General Models vs Specialized Models

Suppose we have a dataset which consist of a matrix of predictors (called X) and a target variable (called y). X contains n columns(features) that could be used to segment the dataset. E.g. a dataset can be segmented by age, product, sales channel, network experience…

So what are the two approaches we can choose between?

General Model

One main model is fitted on the whole training set including all segments, then the performance is measured on the test set.

Specialized Model

The dataset is splitted into each segment and for each of these subsets a unique model is fitted. This means that we repeat training and testing for the number of k segments.

Intuition

Using specialized models has obviously some practical disadvantages as you need to do some tasks k times which leads to

  • higher complexity
  • higher effort on maintenance
  • almost redundant processes

So why should anyone favour specialized models at any point in time?

The prejudice against general models is as following: Advocates for specialized models argue that a single, all-encompassing model might lack precision within a specific subset, as it would have learned the characteristics of various other subsets.

This intuition was in my opinion built on top of the assumption that all Machine Learning Models work similary to simple models like e.g. linear regression.

The type of model counts

Linear regression assumes that there is a linear relationship between the independent variable(s) X and the dependent variable y. This means that the relationship can be approximated by a straight line. While it assumes linearity, it can be extended to capture more complex relationships by introducing higher-order terms or using more advanced regression techniques like polynomial regression or multiple linear regression when dealing with multiple independent variables. Still it lacks accuracy if the dataset contains different behaviours.

The intuition does not neccessarily hold true for the de facto standard algorithm for tabular data: Boosted Tree Models like XGBoost,LightGBM or CatBoost.

[Entries excerpted from a collection]

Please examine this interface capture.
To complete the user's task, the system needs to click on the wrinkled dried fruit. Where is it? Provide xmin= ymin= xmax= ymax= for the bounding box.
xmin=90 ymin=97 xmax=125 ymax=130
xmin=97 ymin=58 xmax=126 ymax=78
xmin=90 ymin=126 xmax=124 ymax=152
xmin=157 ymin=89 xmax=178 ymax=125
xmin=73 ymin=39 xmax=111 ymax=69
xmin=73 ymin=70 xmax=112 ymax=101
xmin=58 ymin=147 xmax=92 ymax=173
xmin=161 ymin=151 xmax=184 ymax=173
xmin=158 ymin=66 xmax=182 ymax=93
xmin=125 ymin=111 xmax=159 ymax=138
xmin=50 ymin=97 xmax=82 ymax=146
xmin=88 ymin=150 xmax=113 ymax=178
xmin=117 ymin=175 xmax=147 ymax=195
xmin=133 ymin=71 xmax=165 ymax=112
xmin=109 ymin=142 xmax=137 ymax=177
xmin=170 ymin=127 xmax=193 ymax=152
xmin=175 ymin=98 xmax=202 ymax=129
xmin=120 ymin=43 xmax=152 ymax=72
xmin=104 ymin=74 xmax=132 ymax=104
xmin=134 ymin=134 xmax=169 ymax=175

==

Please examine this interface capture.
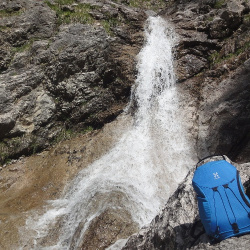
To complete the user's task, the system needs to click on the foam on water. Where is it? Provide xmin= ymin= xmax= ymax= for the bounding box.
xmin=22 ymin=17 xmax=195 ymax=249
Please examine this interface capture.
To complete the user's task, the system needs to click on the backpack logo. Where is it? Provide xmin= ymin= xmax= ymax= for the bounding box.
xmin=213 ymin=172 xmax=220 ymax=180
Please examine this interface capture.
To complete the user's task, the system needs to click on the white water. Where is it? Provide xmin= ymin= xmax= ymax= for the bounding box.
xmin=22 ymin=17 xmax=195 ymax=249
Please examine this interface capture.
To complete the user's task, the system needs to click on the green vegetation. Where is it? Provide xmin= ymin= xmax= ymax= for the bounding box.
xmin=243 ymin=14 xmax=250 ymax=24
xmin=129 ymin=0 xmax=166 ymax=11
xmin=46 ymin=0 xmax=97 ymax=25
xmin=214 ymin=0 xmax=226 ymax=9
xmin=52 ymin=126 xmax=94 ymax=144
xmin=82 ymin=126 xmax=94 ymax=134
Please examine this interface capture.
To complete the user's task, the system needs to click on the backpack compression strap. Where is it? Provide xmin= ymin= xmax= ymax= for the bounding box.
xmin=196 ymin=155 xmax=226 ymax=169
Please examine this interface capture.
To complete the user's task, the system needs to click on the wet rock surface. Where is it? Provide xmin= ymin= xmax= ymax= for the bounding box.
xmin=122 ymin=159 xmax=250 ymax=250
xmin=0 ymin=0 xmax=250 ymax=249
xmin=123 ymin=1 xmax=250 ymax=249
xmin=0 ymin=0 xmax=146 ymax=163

---

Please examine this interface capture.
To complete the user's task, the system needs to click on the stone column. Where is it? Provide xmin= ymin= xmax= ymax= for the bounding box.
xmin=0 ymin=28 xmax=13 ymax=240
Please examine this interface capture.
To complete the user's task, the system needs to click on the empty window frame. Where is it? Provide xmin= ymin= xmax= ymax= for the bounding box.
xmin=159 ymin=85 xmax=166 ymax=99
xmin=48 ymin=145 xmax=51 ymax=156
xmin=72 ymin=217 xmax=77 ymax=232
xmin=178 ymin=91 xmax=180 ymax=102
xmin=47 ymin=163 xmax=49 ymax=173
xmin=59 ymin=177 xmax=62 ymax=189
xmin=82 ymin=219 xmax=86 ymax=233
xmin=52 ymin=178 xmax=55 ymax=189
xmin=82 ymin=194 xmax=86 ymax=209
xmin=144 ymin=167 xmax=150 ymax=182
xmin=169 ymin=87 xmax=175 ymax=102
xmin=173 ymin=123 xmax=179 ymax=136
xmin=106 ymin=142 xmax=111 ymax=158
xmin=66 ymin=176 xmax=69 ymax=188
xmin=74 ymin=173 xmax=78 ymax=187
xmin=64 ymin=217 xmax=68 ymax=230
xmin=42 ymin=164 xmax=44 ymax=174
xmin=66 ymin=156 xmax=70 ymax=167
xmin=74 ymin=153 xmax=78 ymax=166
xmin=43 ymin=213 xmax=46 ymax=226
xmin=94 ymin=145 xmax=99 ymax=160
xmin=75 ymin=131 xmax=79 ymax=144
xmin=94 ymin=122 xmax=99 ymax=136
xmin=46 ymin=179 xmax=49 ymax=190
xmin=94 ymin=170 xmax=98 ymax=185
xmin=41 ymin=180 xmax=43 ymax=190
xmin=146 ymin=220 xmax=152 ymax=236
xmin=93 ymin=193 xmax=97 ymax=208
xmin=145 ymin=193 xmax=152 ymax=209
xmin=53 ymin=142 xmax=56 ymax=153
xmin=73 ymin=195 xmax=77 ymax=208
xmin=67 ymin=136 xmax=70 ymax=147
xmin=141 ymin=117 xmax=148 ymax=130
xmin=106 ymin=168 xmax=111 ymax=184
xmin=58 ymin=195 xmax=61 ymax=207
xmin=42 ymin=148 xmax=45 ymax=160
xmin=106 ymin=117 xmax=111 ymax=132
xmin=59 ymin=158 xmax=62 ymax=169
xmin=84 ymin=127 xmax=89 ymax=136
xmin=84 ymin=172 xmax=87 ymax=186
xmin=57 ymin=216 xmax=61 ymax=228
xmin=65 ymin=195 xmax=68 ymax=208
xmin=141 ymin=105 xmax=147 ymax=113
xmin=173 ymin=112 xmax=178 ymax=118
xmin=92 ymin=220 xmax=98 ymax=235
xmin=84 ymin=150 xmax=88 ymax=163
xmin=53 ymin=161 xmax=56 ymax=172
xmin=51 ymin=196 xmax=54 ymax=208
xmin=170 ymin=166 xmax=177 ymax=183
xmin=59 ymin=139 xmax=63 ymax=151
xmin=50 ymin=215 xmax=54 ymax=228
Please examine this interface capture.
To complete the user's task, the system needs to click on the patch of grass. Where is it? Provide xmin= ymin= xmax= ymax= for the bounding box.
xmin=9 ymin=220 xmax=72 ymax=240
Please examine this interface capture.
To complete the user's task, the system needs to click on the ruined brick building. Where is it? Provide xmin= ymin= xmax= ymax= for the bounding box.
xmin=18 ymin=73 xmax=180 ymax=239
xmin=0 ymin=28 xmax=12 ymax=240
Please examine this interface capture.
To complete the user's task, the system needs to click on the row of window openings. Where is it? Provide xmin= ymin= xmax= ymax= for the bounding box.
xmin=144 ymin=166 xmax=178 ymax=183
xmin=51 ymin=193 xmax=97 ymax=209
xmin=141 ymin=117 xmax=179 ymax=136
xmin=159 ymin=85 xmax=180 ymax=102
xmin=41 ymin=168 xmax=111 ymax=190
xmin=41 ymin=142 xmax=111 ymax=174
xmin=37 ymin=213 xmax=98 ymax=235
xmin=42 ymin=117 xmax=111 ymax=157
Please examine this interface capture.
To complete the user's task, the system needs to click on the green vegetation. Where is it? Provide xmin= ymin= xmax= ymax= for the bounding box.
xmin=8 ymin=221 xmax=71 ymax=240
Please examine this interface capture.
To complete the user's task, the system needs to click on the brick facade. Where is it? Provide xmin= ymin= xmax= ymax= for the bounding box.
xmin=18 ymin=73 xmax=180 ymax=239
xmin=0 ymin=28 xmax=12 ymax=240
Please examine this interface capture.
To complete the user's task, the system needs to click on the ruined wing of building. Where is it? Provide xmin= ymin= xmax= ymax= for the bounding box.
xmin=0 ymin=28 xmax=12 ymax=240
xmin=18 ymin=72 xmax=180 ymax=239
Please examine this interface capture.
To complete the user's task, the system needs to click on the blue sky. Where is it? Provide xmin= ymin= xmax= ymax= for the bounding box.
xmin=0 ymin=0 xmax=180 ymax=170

WORK TO COMPLETE.
A – Answer these questions from the passage on general and specialized models.
(i) In the general model approach, on which set is performance measured?
(ii) What three practical disadvantages of specialized models are listed?
(iii) Which boosted tree models are named?
B – Transcribe the passage on general and specialized models from "General Models vs" to "the test set.".
These entries have no connection to the passage on general and specialized models.

SET OF ANSWERS.
A –
(i) The test set.
(ii) Higher complexity, higher effort on maintenance, and almost redundant processes.
(iii) XGBoost, LightGBM, and CatBoost.

B –
General Models vs Specialized Models

Suppose we have a dataset which consist of a matrix of predictors (called X) and a target variable (called y). X contains n columns(features) that could be used to segment the dataset. E.g. a dataset can be segmented by age, product, sales channel, network experience…

So what are the two approaches we can choose between?

General Model

One main model is fitted on the whole training set including all segments, then the performance is measured on the test set.